■ Given passage:
....
I live in Brownsville, Vermont the other half of the year. There, my glass of water is filled from either a spring, which feeds water into a cistern in the cellar via a one-inch lead pipe that runs downhill from the meadow across the dirt road, or from the 430-foot deep well which we dug 10 years ago when the spring became contaminated with E. coli. When I flush the toilet, wastewater enters a septic system which eventually drains into the earth in our backyard.

While I may have given little thought to these various systems' histories and operation over the last 30 years, that will no longer be the case after reading Jim Rousmaniere's "Water Connections: What Fresh Water Means to Us, What we Mean to Water'' (Bauhan Publishing, 2019).

This book is different from the Cassandra-like warnings about the end of nature or mankind's extinction voiced in recent books written by Bill McKibben and Elizabeth Kolbert. Both of those books focus on important messages about climate change and man's destructive powers. But Rousmaniere has chosen to stay close to home and to write stories about how "humans have changed their ways around water" and how those changes have resulted in improvements in our water and our lives.

The author was the editor of the Keene (N.H.) Sentinel for more than 30 years, and his skills as an editor and a newspaper writer who knows how to find and tell a good story are evident. Instead of drowning us in scientific jargon and graphs displaying mountains of data, he finds the fascinating person, the telling detail, and the human interest angle that illuminates his larger tale.
....
■ Rows:
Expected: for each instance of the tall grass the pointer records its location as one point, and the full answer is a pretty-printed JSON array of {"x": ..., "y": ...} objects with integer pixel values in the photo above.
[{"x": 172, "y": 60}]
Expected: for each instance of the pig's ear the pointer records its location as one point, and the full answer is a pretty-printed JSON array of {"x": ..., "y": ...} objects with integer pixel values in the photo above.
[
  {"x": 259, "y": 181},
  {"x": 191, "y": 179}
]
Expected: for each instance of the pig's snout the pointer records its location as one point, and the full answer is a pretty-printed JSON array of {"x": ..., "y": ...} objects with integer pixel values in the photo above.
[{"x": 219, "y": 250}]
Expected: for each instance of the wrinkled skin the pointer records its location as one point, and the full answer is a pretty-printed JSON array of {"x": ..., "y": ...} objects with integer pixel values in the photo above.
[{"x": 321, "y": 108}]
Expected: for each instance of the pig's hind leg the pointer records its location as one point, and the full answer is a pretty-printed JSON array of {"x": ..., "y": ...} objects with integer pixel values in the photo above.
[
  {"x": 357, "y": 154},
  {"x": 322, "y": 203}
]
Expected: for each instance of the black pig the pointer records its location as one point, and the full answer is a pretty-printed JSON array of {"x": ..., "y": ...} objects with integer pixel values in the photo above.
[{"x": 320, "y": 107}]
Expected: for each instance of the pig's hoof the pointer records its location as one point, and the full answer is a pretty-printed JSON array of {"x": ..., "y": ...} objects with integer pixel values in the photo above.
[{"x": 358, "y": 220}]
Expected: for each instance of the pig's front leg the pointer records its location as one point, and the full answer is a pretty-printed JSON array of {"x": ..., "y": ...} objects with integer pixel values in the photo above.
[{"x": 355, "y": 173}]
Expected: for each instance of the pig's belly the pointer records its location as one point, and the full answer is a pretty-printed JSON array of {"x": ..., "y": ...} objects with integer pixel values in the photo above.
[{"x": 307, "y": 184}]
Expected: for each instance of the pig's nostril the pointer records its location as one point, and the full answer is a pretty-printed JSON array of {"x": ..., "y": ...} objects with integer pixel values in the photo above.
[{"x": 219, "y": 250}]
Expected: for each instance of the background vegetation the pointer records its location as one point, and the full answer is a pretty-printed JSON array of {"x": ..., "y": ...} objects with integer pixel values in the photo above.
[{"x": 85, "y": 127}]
....
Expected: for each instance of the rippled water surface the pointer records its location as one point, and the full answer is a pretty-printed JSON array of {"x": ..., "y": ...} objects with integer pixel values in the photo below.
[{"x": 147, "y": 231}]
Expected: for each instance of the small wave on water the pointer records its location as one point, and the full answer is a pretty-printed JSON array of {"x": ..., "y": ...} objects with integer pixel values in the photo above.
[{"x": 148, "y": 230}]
....
■ Actions to take:
**a.** According to the book review, how deep is the well that was dug 10 years ago?
**b.** Please extract every line of the entries that contains the string "water".

■ Results in order:
**a.** 430 feet deep.

**b.**
Expected: for each instance of the rippled water surface the pointer records its location as one point, and the full answer is a pretty-printed JSON array of {"x": ..., "y": ...} objects with integer pixel values in the photo below.
Expected: for each instance of the small wave on water the pointer records its location as one point, and the full answer is a pretty-printed JSON array of {"x": ..., "y": ...} objects with integer pixel values in the photo above.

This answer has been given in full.